** Task goal **
From the comment thread below, list each specific behavior it names as engaged in by so-called "problem teens."

** Provided text **
━━━━━━━━━━━━━━━━
Damn, imagine your mother telling you she'd prefer being in a warzone than raising you.
Edit: did you guys not read the article? She says her family doesn't support her decision and that her unit is now her new family. This isn't a feel good story at all.
Yeah, if this was a Ukrainian or her kids were grown, I would understand. But, she has young kids who need her and probably can’t even begin to understand the situation in Ukraine.
If this were my spouse, I’d divorce and begin looking for another mother for the kids. I don’t know any mothers or fathers that would leave young children for a foreign war.
Need her? Yes. Require her? Not so much.
In many multiple studies across hundreds of thousands of single-parent households, it was discovered that a missing father produced about 98% of so-called “problem teens”, that engaged in crimes, drug use, teenage pregnancies, and many other issues. Many of these children also went on to have significant difficulties remaining in stable adult relationships.
There was no corresponding issues with missing mothers. Like, literally zero negative aggregate effect was seen across single-parent households that had a father, vs normal two-parent households.
Those kids will likely be perfectly fine.
Imagine telling your children you were willing and able to help those less fortunate than you but chose not to.
━━━━━━━━━━━━━━━━
** Data section **
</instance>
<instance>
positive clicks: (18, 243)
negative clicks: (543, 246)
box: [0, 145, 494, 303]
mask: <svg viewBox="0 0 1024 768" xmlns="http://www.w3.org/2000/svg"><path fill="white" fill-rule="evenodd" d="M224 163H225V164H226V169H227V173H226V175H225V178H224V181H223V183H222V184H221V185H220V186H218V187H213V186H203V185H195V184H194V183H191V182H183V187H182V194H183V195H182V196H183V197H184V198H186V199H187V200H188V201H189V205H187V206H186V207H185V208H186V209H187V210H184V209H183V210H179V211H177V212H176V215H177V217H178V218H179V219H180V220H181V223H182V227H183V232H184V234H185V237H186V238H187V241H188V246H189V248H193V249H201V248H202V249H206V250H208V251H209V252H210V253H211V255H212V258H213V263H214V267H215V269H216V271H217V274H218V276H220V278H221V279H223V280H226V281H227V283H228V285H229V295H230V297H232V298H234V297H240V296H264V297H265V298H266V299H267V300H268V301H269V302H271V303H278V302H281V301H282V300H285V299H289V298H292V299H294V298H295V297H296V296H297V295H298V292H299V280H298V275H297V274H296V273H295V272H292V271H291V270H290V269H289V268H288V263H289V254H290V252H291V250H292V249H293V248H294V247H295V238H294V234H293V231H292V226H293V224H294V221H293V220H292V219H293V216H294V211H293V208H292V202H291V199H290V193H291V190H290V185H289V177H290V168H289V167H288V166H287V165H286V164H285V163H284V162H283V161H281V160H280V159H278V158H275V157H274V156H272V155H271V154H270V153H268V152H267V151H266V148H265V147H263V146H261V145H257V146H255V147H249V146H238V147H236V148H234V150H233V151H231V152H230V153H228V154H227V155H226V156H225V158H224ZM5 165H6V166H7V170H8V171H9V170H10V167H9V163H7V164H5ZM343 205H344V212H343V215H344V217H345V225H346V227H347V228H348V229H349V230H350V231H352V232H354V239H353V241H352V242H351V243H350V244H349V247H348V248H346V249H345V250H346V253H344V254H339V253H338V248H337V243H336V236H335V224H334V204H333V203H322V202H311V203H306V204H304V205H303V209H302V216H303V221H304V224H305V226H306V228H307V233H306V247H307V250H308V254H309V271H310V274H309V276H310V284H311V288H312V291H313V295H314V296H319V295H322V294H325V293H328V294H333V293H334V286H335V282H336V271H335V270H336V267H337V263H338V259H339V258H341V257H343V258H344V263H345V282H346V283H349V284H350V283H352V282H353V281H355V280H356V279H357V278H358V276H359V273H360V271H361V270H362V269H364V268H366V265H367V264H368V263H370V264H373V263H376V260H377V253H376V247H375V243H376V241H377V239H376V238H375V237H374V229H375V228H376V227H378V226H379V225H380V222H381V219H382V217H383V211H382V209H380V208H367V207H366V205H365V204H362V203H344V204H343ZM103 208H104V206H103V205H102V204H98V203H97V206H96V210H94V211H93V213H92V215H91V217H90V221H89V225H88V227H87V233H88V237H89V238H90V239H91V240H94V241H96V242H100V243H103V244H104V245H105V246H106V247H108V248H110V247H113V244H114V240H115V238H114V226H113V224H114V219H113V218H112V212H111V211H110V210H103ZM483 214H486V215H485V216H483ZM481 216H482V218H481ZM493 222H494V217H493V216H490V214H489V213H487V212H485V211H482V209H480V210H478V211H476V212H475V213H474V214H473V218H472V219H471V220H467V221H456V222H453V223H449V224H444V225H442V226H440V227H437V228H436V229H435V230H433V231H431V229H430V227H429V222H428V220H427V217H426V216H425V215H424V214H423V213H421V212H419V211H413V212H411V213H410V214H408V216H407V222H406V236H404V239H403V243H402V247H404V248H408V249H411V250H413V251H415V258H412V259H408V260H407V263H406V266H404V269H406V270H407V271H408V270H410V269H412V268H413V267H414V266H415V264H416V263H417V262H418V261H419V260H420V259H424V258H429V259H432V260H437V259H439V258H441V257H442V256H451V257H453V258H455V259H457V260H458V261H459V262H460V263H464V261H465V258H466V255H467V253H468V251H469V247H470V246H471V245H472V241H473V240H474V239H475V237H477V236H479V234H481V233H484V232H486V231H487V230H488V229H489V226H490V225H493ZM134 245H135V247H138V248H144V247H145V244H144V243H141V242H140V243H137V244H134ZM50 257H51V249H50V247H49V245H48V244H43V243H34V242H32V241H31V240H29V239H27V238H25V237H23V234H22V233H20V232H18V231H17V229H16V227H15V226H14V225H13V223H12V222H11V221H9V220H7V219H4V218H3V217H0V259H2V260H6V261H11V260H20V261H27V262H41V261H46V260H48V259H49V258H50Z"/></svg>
━━━━━━━━━━━━━━━━
** Your solution **
- Crimes
- Drug use
- Teenage pregnancies